• SHORT TASK
Set down each record exactly as written.

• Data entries

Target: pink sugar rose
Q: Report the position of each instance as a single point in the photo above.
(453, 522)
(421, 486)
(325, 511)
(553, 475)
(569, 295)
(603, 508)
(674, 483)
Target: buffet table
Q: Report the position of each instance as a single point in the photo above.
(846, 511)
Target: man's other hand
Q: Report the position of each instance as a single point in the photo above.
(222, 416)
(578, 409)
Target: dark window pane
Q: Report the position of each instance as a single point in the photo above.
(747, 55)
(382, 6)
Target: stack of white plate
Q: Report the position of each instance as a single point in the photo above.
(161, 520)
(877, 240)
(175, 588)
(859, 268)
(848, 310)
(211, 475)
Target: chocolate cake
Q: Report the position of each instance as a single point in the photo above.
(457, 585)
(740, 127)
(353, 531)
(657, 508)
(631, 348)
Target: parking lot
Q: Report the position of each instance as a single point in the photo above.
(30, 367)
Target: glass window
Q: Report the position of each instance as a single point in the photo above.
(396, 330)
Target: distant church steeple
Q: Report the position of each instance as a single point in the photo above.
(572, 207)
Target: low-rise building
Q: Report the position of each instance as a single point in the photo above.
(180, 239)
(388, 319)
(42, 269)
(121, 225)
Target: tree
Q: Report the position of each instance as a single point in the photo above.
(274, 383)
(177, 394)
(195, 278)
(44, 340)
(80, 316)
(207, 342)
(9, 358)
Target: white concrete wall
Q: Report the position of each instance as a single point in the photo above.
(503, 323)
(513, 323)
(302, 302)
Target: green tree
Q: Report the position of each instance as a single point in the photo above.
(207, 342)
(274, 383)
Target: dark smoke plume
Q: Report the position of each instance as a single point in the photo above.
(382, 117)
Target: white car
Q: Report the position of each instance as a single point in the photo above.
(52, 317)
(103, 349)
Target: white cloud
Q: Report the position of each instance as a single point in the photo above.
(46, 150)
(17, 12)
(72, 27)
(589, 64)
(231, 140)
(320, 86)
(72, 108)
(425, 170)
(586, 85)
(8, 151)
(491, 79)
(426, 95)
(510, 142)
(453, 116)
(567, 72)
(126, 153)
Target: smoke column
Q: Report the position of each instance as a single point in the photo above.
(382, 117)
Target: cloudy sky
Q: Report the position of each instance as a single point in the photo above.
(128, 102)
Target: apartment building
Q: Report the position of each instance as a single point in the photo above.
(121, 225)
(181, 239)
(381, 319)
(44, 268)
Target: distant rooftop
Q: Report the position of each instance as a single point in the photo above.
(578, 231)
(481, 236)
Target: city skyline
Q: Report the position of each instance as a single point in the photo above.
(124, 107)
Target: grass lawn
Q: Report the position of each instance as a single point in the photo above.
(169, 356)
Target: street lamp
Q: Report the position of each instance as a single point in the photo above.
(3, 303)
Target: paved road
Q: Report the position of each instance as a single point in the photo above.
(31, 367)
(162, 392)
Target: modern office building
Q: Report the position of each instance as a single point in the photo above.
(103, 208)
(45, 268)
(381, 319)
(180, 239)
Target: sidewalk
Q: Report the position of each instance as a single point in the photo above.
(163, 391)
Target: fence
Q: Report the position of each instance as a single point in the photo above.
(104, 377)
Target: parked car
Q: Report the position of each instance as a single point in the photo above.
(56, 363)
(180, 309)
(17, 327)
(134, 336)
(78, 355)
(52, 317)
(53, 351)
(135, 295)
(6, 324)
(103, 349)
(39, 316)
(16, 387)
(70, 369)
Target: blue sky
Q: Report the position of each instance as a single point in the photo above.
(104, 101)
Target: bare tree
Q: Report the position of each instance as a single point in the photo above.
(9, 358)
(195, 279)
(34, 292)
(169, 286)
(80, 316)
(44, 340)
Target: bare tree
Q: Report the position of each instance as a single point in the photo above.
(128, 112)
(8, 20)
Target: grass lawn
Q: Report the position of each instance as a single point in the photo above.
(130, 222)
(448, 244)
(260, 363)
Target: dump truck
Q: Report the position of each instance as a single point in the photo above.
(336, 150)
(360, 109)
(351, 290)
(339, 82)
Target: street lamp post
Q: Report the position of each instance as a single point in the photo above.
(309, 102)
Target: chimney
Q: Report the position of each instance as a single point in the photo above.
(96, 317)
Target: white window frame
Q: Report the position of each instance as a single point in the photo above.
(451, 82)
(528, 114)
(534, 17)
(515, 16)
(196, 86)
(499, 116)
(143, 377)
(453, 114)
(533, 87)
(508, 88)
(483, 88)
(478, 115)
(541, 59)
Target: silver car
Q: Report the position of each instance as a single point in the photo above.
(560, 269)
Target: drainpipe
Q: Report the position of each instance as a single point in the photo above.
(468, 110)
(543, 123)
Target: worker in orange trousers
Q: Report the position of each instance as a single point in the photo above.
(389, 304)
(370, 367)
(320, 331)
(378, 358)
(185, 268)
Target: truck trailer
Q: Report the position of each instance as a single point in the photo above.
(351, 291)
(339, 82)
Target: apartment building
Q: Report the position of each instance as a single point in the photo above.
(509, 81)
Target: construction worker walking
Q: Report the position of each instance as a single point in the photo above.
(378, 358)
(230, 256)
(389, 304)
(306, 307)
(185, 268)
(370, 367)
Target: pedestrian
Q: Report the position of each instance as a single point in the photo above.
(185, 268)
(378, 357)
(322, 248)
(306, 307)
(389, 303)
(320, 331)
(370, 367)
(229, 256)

• ANSWER BELOW
Target: pink sugar rose
Q: Report the position of each instance as a single point in the photo above.
(453, 522)
(421, 486)
(325, 511)
(553, 475)
(569, 295)
(603, 508)
(674, 483)
Target: buffet table
Q: Report the position of each instance as a single point in the photo above.
(846, 511)
Target: man's other hand
Q: Report the position of each instance as a single point in the photo above.
(222, 416)
(578, 409)
Target: dark window pane
Q: Report the position of each instance as a single point in the photo above.
(747, 55)
(382, 6)
Target: stack of white plate
Q: Report the position of each instance as a single point in the photo above.
(161, 520)
(877, 240)
(175, 588)
(859, 268)
(848, 310)
(211, 475)
Target: chocolate cake
Q: Report the position of each instance as a single point in the photo above.
(457, 585)
(740, 127)
(353, 531)
(657, 508)
(631, 348)
Target: parking lot
Q: Report the position of each instance as a single point in the photo above.
(30, 367)
Target: glass window
Q: Report the position of each instance as a single point in the photo above.
(396, 330)
Target: distant church steeple
Q: Report the position of each instance as a single point in the photo above.
(572, 207)
Target: low-rise building
Q: Report the position of each instance as a single point in the photo above.
(180, 239)
(388, 319)
(42, 269)
(121, 225)
Target: tree
Q: Report the position of each instance as a single point in the photo above.
(274, 383)
(177, 394)
(195, 278)
(44, 340)
(80, 316)
(207, 342)
(9, 358)
Target: white concrete wall
Q: Report the position of each instance as a single point in the photo above.
(503, 323)
(513, 323)
(302, 302)
Target: green tree
Q: Report the position of each instance as a single point in the photo above.
(207, 342)
(274, 383)
Target: dark smoke plume
Q: Report the position of each instance as a single point in the photo above.
(382, 117)
Target: white car
Q: Report the position of each instance as a single point in the photo above.
(52, 317)
(103, 349)
Target: white cloud
Q: Report the position of each instance as a single point in the photo above.
(46, 150)
(17, 12)
(72, 27)
(589, 64)
(231, 140)
(320, 86)
(72, 108)
(425, 170)
(586, 85)
(8, 151)
(491, 79)
(426, 95)
(510, 142)
(453, 116)
(567, 72)
(126, 153)
Target: smoke column
Q: Report the position of each instance as a single point in the photo above.
(382, 117)
Target: cloudy sky
Q: Report the position of each instance as a single point in the photo above.
(128, 102)
Target: apartment building
Q: Report the position of each instance as a single point in the photo above.
(121, 225)
(181, 239)
(381, 319)
(44, 268)
Target: distant rooftop
Q: Report the position of each instance as a single point in the photo above.
(578, 231)
(481, 236)
Target: city skyline
Q: Report the position of each instance as a single point in the photo above.
(124, 107)
Target: grass lawn
Q: Report the position of each instance as a single point in the photo above.
(169, 356)
Target: street lamp
Q: Report the position of each instance as a single point in the photo above.
(3, 303)
Target: paved road
Q: Report the position of each instance as a single point in the photo above.
(31, 367)
(162, 392)
Target: modern office building
Q: Report the position of each instance as a single point in the photo above.
(103, 208)
(45, 268)
(381, 319)
(180, 239)
Target: sidewalk
Q: Report the position of each instance as a single point in the photo above.
(163, 391)
Target: fence
Q: Report the position of each instance as a single point in the photo above.
(104, 377)
Target: parked car
Q: Report the position of each instance as a single point in the photo above.
(56, 363)
(180, 309)
(17, 327)
(134, 336)
(78, 355)
(52, 317)
(53, 351)
(135, 295)
(6, 324)
(103, 349)
(39, 316)
(16, 387)
(70, 369)
Target: blue sky
Q: Report the position of each instance as a single point in the photo above.
(104, 101)
Target: bare tree
Q: Report the position of each instance as a single point in the photo above.
(9, 358)
(195, 279)
(34, 292)
(169, 286)
(80, 316)
(44, 340)
Target: bare tree
Q: Report the position of each instance as a single point in the photo above.
(128, 112)
(8, 20)
Target: grass lawn
Q: Report the position of each instance as a single point in the photo above.
(130, 222)
(448, 244)
(260, 363)
Target: dump truck
Q: Report the position of each instance as a single point in the photo above.
(336, 150)
(360, 109)
(351, 290)
(339, 82)
Target: street lamp post
Q: Report the position of each instance as a single point in the photo above.
(309, 102)
Target: chimney
Q: Report the position of each instance as a single point in the photo above.
(96, 317)
Target: white window frame
Q: Report the position of each instance as a single point in the photo above.
(451, 82)
(528, 114)
(534, 17)
(515, 16)
(196, 86)
(499, 116)
(143, 377)
(453, 114)
(533, 87)
(508, 88)
(483, 88)
(478, 115)
(541, 59)
Target: silver car
Q: Report the position of each instance as a single point in the photo above.
(560, 269)
Target: drainpipe
Q: Report the position of each instance as a single point in the photo above.
(468, 110)
(543, 123)
Target: worker in orange trousers
Q: Report the position of each instance as a single point in the photo above.
(389, 304)
(370, 367)
(320, 331)
(378, 358)
(185, 268)
Target: truck trailer
Q: Report the position of each instance as a single point in the photo above.
(351, 291)
(339, 82)
Target: apartment building
Q: Report the position of each instance as a single point in the photo above.
(509, 81)
Target: construction worker walking
Q: Report the position of each instance as a single point in the photo above.
(378, 358)
(230, 256)
(389, 304)
(306, 307)
(185, 268)
(370, 367)
Target: pedestrian
Q: Report the position of each instance as a single point in the photo above.
(185, 268)
(378, 357)
(322, 248)
(306, 307)
(389, 303)
(320, 331)
(370, 367)
(229, 256)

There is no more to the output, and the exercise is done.